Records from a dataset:
──────────────────────────────
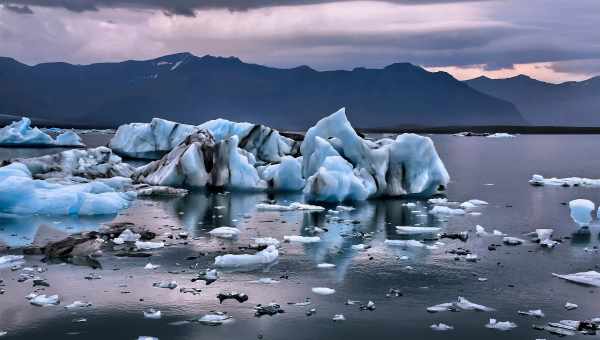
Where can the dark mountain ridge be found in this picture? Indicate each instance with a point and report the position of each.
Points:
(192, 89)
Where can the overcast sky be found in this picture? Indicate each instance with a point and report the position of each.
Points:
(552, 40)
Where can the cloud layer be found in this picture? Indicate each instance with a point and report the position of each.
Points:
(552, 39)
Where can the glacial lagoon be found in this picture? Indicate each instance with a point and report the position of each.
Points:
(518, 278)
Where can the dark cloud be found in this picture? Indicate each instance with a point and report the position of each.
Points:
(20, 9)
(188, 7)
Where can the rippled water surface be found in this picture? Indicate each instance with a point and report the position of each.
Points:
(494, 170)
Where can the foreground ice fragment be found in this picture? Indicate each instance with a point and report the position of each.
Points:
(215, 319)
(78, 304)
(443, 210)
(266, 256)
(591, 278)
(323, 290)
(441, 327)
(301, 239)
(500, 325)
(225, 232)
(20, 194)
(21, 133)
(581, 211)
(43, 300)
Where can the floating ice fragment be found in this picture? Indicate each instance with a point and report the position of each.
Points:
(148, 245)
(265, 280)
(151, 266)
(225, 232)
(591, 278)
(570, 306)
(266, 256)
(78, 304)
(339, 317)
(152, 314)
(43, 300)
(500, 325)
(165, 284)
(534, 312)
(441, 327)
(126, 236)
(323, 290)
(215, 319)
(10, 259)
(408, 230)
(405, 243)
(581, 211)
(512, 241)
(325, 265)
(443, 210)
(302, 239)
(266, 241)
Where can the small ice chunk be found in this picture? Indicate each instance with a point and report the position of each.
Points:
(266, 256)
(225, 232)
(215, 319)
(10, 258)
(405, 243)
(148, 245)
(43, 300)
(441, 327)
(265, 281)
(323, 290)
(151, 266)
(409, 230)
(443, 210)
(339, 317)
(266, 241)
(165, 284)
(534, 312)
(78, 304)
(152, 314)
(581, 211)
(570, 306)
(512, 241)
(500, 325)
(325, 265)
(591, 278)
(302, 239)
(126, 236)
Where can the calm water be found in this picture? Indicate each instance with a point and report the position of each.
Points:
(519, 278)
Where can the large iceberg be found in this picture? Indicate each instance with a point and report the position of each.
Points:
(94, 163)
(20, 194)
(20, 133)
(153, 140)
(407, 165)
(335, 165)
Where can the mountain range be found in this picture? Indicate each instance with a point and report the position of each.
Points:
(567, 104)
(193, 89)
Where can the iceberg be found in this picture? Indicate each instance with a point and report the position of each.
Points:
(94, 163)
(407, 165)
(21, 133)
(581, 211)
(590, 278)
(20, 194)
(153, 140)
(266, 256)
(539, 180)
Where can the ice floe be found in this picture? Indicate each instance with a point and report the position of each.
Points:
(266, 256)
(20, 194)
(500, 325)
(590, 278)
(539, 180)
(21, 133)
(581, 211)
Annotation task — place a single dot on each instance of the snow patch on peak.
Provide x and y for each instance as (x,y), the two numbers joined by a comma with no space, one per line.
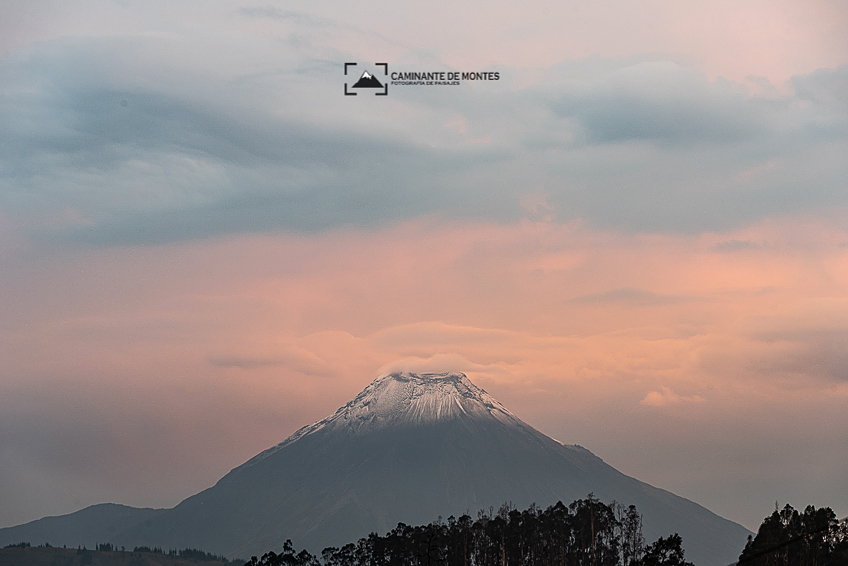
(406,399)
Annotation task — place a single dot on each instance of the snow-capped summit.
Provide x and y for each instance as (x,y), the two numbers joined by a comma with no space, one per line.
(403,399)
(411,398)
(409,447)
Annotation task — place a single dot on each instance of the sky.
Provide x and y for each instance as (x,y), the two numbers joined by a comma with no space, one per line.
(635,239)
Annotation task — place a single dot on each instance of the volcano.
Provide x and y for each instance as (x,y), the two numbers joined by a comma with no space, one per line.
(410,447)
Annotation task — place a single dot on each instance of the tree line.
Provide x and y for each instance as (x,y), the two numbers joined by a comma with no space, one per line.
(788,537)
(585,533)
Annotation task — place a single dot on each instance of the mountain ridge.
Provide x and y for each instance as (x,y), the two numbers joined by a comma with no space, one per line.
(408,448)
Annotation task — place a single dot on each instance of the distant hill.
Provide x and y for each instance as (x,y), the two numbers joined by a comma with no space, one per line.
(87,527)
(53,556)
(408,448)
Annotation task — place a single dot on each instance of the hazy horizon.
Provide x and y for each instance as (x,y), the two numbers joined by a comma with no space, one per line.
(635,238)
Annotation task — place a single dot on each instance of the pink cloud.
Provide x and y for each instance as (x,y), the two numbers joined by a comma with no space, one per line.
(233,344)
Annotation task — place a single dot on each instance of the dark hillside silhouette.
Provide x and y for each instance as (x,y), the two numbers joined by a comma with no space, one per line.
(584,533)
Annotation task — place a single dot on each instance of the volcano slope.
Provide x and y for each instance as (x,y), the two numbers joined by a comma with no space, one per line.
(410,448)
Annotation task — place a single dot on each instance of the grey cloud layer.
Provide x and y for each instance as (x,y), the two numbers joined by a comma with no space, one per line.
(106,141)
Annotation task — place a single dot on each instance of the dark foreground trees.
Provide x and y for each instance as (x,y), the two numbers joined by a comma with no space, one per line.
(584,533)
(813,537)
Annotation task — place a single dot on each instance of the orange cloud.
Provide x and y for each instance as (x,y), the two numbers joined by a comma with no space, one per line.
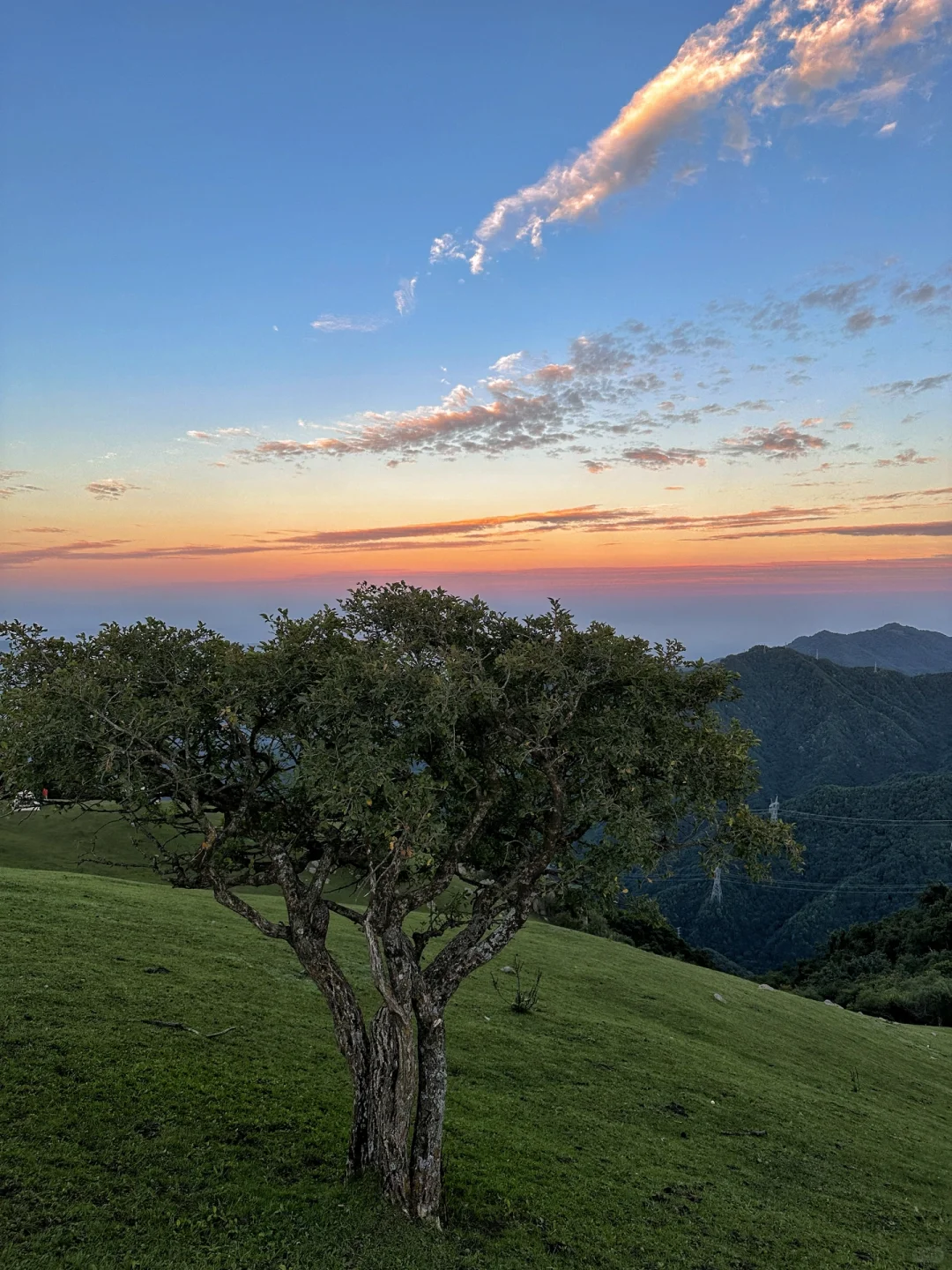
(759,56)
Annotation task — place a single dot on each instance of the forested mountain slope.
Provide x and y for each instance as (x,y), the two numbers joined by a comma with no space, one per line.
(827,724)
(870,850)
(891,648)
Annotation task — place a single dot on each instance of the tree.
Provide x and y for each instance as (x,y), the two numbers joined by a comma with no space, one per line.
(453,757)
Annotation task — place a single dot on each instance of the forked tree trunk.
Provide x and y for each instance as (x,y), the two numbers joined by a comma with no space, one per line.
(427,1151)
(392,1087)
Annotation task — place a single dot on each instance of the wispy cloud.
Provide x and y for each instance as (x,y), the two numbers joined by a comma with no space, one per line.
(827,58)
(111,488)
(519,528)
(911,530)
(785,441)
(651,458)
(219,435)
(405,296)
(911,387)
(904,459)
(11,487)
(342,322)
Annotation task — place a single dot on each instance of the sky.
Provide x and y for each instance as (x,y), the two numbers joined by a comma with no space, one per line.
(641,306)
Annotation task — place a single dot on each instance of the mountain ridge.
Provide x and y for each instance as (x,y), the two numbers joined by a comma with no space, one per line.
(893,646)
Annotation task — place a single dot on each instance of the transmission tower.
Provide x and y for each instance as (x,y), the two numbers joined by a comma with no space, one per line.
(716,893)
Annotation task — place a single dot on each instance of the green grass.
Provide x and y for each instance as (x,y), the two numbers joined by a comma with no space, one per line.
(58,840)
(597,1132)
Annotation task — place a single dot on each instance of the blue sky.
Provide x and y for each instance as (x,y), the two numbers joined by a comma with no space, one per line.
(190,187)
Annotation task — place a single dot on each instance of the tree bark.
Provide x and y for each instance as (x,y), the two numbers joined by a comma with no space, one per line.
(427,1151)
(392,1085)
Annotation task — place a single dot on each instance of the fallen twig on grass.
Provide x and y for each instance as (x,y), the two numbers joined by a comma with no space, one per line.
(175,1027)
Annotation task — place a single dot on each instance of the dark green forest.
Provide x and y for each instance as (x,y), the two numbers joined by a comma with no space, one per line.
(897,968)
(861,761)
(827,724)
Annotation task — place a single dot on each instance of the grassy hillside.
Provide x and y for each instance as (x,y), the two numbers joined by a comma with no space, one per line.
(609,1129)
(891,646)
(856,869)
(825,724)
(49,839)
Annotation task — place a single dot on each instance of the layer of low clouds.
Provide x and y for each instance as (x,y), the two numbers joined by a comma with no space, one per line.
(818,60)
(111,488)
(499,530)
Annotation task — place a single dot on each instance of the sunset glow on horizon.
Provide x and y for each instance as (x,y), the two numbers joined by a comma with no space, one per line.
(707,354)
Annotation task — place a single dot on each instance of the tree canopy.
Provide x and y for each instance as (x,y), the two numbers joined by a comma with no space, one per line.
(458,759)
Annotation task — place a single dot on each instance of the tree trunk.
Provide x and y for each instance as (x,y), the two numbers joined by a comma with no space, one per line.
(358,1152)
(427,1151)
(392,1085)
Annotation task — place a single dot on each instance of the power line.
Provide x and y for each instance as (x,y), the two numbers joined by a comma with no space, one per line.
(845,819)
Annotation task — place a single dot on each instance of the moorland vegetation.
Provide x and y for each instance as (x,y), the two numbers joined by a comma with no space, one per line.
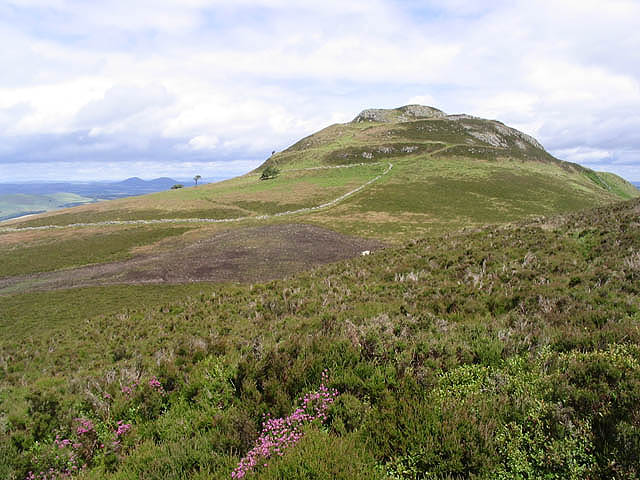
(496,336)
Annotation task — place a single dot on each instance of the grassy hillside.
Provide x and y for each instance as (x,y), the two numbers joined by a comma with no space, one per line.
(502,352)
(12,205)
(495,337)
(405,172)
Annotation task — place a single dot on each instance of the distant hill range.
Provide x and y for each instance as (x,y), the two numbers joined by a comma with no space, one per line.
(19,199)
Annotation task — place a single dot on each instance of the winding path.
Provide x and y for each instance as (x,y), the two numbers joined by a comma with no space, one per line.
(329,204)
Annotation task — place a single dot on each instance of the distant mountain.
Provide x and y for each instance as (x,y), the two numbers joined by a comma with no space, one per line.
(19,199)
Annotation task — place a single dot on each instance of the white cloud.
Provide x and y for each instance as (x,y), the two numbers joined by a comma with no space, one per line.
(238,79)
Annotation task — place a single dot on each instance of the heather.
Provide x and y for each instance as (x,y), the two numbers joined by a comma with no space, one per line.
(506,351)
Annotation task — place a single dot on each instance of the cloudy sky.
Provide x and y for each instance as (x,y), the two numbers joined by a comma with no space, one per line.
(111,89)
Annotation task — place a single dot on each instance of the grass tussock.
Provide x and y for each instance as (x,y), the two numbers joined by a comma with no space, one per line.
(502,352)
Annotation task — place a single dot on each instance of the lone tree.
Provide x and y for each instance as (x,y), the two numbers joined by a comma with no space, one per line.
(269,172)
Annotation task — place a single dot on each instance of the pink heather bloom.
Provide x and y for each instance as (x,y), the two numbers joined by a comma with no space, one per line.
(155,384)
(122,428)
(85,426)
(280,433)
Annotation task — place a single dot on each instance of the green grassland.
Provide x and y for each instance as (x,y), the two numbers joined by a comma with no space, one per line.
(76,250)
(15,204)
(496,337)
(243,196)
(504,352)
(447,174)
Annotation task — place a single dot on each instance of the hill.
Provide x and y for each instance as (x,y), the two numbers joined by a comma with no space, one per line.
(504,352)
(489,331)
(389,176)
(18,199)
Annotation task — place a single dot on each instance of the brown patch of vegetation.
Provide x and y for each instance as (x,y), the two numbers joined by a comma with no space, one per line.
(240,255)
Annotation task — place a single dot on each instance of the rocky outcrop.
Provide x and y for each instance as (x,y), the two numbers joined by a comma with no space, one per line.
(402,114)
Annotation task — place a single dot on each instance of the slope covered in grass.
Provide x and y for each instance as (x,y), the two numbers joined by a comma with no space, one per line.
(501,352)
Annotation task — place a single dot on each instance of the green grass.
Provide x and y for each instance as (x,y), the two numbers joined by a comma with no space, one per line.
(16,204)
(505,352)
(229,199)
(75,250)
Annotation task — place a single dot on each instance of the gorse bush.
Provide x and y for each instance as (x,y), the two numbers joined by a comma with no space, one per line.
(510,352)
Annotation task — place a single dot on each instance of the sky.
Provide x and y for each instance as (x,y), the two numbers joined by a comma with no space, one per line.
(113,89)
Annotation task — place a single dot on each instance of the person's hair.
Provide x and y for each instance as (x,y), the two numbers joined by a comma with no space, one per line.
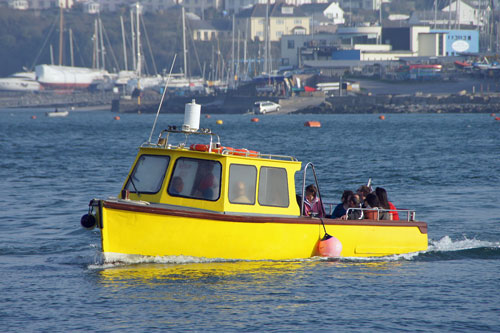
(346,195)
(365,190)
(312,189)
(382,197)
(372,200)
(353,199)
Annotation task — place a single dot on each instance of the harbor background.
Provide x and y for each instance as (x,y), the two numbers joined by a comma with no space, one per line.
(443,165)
──────────────────────────────
The lines to copy are those above that contain "fragment".

Where can the foreground ice fragment be found in this picture? Indicate each instance with a point and report the position of each.
Where can the floating ice fragment be found in this picture? Indicate each instance with a point and report the position of each.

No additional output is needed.